Tarefas escritas:
a) No texto sobre Kleinfontein, que nome os africaners preferem dar ao Volkstaat?
b) Reproduza, do texto sobre Kleinfontein, tudo o que vai de "Em Kleinfontein ainda" até "como a autodeterminação.".
c) Dê continuidade ao texto sobre Kleinfontein depois da última frase apresentada.

Trecho selecionado:

Em Kleinfontein ainda impera uma bíblia na qual não há mistura racial. Vigoram os preceitos da Igreja Reformada Holandesa e que, segundo o livro “Aspectos bíblicos do apartheid”, aplica também à vida depois da morte a antiga Lei das Zonas de Grupos, uma das bases do apartheid, dividindo a sociedade sul-africana. O texto reconforta os brancos que temiam se misturar aos negros no céu. Segundo ele, a Bíblia deixava bem claro que “na casa de meu Pai há muitas moradas”.
Kleinfontein é uma das três comunidades que buscam o Volkstaat — o estado do povo — que os africaners preferem denominar como a autodeterminação.
Aqui estranhos não podem fotografar.
Entrevistas? — Por favor, não insista — vociferou Hendrick. — Jornalistas não são bemvindos.

Informações fornecidas:

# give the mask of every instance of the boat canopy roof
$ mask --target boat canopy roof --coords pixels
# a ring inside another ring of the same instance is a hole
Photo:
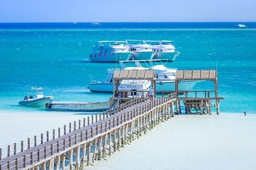
[[[127,67],[137,67],[149,68],[155,65],[165,66],[168,62],[168,59],[161,60],[125,60],[119,61],[121,69],[124,69]]]
[[[154,80],[156,74],[152,69],[115,70],[113,79],[142,79]]]

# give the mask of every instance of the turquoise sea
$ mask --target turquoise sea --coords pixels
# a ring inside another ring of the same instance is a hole
[[[171,40],[181,52],[168,66],[218,70],[221,112],[256,113],[256,23],[0,23],[0,110],[29,110],[18,102],[32,86],[58,101],[105,101],[90,92],[118,63],[88,62],[97,40]],[[208,84],[198,84],[204,89]]]

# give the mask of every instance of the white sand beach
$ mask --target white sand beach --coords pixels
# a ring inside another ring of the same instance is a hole
[[[82,119],[68,112],[1,112],[0,147]],[[181,115],[87,169],[255,169],[256,114]],[[4,153],[4,150],[3,151]]]
[[[256,114],[183,115],[87,169],[255,169]]]
[[[24,141],[26,146],[28,137],[31,138],[31,142],[33,144],[33,136],[37,135],[38,141],[40,141],[41,133],[44,134],[46,137],[46,131],[49,131],[50,137],[52,136],[53,129],[55,130],[55,136],[58,134],[58,128],[63,130],[63,126],[73,122],[81,120],[90,115],[86,113],[76,112],[53,112],[53,111],[0,111],[0,148],[3,149],[3,156],[6,152],[7,145],[13,147],[14,143],[17,143],[19,149],[21,140]],[[63,131],[61,132],[63,132]]]

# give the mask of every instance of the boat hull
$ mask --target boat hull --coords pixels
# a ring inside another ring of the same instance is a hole
[[[107,110],[109,102],[53,101],[46,104],[46,109],[54,111],[100,112]]]
[[[129,56],[129,52],[108,52],[106,55],[91,55],[90,60],[92,62],[115,62],[122,60],[127,60]]]
[[[46,103],[53,101],[53,97],[46,96],[41,98],[36,98],[33,100],[21,101],[18,104],[24,106],[35,107],[35,108],[43,108]]]
[[[178,84],[178,91],[191,91],[195,85],[198,83],[196,81],[181,81]],[[113,84],[92,83],[90,85],[90,91],[97,93],[113,93]],[[156,92],[175,91],[175,81],[161,81],[156,82]]]
[[[152,52],[134,52],[132,57],[132,60],[150,60],[151,55],[152,55]]]

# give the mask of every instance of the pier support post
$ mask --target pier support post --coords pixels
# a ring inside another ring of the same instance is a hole
[[[69,152],[69,157],[70,157],[70,169],[72,170],[72,169],[73,169],[73,149],[71,149]]]
[[[96,149],[97,149],[97,139],[94,140],[94,145],[93,145],[93,154],[92,154],[92,164],[94,161],[96,160]]]
[[[106,152],[107,152],[107,135],[105,134],[104,135],[104,142],[103,142],[103,149],[102,149],[102,157],[106,157]]]
[[[78,145],[76,147],[76,157],[75,157],[75,170],[78,170],[79,169],[79,166],[80,166],[80,146]]]
[[[102,144],[102,137],[99,137],[98,138],[98,145],[97,145],[97,159],[98,160],[101,160],[101,157],[102,157],[102,152],[101,152],[101,144]]]
[[[87,166],[89,166],[89,163],[90,163],[90,148],[91,148],[91,142],[89,142],[87,144]]]
[[[112,148],[112,132],[109,133],[110,141],[109,141],[109,155],[111,155],[111,148]]]

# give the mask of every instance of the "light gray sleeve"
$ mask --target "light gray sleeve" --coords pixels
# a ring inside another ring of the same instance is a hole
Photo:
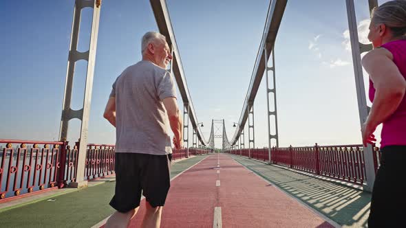
[[[175,83],[173,82],[173,79],[171,76],[171,73],[169,73],[169,72],[165,71],[162,80],[159,80],[157,89],[158,96],[160,100],[167,98],[176,98]]]
[[[118,79],[118,78],[117,78],[117,79]],[[117,82],[117,79],[116,79],[116,81],[113,83],[113,88],[111,89],[111,92],[110,93],[109,98],[116,98],[116,82]]]

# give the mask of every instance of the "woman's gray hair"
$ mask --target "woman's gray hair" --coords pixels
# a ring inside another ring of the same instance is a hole
[[[406,36],[406,0],[387,1],[372,10],[374,25],[385,24],[395,37]]]
[[[144,54],[144,52],[147,49],[148,44],[154,43],[156,40],[162,40],[165,41],[167,39],[165,36],[159,32],[148,32],[143,36],[141,40],[141,54]]]

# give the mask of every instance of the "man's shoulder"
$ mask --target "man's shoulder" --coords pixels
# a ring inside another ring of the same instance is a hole
[[[150,73],[155,76],[163,76],[168,71],[149,61],[140,61],[133,65],[128,67],[125,72]]]

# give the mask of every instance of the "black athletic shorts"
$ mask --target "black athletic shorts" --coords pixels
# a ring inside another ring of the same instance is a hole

Resultados do exercício:
a) Autodeterminação.

b)
Em Kleinfontein ainda impera uma bíblia na qual não há mistura racial. Vigoram os preceitos da Igreja Reformada Holandesa e que, segundo o livro “Aspectos bíblicos do apartheid”, aplica também à vida depois da morte a antiga Lei das Zonas de Grupos, uma das bases do apartheid, dividindo a sociedade sul-africana. O texto reconforta os brancos que temiam se misturar aos negros no céu. Segundo ele, a Bíblia deixava bem claro que “na casa de meu Pai há muitas moradas”.
Kleinfontein é uma das três comunidades que buscam o Volkstaat — o estado do povo — que os africaners preferem denominar como a autodeterminação.

c)
Na vitrine da minúscula agência imobiliária, na praça do povoado, há vários anúncios de terra para vender ali. Mas para adquirir algo é preciso satisfazer duas exigências: pagar em dinheiro e ser um autêntico africaner, etnia de apenas 7% da população da África do Sul.
— Kleinfontein é um núcleo do racismo sustentado, orquestrado por fundamentalistas africaners da ultra-direita — justificou Max du Preez, colunista do “Sunday Times”, de Johannesburgo.